Repeat the records below exactly as they appear.

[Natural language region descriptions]
========================================================================

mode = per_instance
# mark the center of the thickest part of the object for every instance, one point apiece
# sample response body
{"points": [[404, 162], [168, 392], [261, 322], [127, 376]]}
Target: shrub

========================================================================

▶ _SOLUTION_:
mode = per_instance
# mark the center of the thickest part of the object for every instance, one point apiece
# sample response body
{"points": [[404, 162], [168, 392], [261, 322], [127, 376]]}
Target: shrub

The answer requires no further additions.